Set exercise:
Pull from the listing each line that includes the string "paver" and copy it out unchanged.

Data listing:

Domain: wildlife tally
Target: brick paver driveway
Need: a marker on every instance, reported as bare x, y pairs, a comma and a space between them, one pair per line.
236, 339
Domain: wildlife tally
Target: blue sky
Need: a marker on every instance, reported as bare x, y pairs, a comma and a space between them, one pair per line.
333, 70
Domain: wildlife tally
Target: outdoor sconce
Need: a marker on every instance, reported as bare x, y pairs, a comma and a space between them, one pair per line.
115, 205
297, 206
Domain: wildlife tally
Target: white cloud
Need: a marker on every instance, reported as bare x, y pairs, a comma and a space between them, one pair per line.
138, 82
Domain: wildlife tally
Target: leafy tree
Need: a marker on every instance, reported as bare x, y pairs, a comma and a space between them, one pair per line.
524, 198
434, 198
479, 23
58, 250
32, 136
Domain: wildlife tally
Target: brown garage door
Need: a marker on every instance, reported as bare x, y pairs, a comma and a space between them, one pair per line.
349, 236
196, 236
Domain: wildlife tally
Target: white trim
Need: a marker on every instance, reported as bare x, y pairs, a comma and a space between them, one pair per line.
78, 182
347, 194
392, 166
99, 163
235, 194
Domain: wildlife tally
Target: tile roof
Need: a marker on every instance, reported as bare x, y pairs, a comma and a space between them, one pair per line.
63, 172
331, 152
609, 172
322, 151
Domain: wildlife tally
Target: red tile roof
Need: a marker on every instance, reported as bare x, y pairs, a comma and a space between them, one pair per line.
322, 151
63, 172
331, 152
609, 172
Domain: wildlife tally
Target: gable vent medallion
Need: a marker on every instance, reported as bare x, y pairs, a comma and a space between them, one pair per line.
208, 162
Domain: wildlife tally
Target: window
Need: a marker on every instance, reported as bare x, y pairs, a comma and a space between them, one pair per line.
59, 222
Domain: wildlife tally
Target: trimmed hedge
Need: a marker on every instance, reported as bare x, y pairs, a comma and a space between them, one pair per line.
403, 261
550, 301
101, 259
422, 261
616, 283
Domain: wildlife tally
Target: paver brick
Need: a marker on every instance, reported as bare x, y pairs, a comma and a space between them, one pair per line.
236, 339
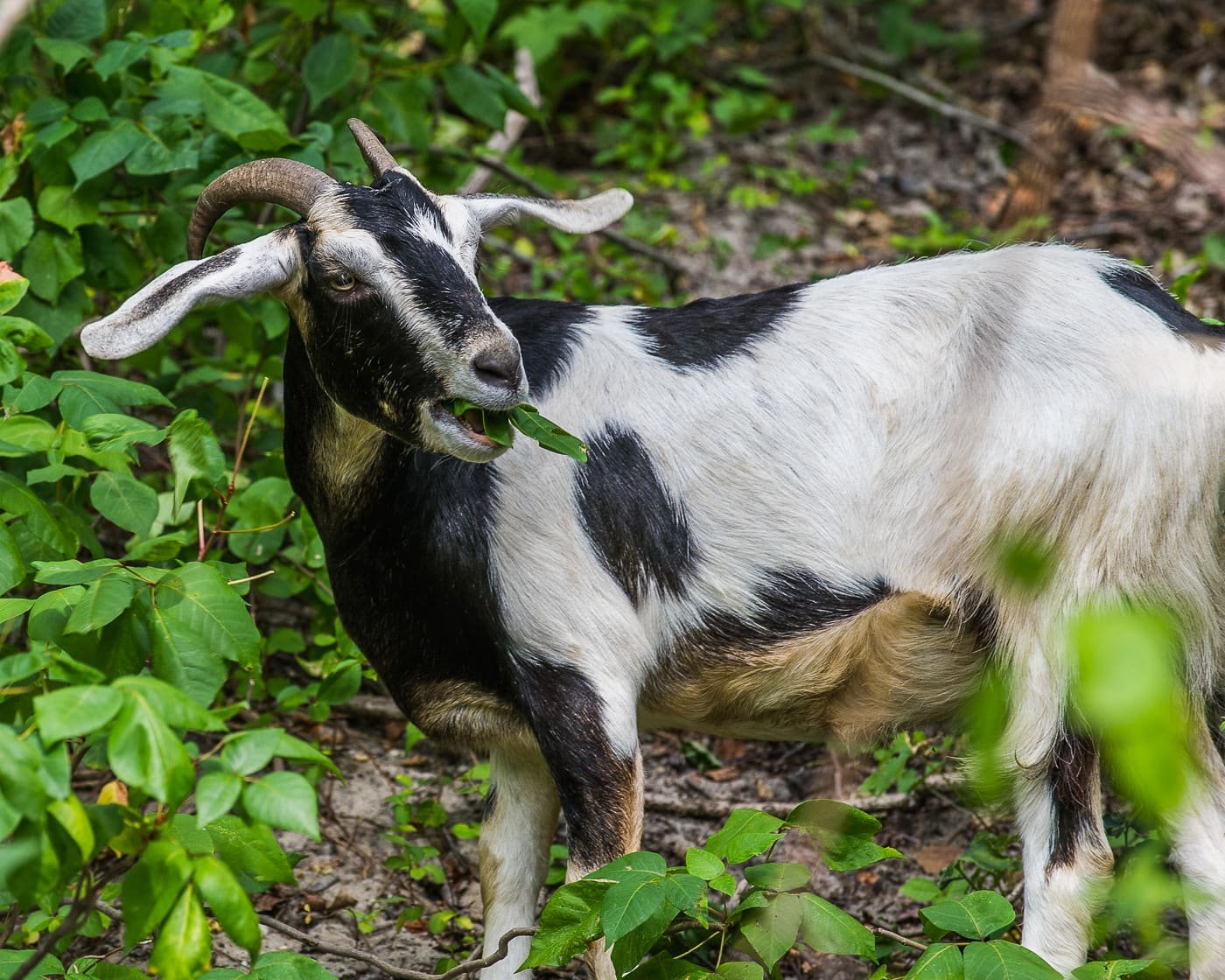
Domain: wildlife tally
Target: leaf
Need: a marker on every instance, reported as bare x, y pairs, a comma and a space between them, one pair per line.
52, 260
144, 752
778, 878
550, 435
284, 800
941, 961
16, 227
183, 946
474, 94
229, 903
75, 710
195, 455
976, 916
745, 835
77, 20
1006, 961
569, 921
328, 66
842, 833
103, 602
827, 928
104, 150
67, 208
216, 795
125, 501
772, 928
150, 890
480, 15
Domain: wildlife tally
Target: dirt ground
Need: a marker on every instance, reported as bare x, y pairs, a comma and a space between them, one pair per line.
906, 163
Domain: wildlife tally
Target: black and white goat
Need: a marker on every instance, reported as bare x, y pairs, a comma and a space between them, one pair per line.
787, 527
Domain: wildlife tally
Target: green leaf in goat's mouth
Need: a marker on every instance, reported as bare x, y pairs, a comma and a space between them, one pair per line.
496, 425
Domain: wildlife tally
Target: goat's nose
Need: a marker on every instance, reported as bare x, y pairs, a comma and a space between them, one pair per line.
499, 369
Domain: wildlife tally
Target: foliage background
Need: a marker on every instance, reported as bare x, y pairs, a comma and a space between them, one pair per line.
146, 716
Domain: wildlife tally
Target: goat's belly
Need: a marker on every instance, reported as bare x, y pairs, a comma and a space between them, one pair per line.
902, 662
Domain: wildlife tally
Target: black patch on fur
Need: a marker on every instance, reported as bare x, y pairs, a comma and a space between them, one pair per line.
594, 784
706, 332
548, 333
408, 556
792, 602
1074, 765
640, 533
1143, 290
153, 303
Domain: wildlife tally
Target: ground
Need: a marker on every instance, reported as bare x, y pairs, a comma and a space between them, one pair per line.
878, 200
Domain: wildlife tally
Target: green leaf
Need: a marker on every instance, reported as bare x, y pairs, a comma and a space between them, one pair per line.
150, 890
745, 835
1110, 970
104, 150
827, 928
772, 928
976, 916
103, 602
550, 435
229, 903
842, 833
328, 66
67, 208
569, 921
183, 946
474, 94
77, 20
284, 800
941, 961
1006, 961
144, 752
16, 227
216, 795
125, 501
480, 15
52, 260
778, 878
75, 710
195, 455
...
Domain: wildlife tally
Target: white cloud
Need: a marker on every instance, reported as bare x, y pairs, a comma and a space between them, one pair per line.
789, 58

Task output:
Target: brick paver driveway
Target: paver brick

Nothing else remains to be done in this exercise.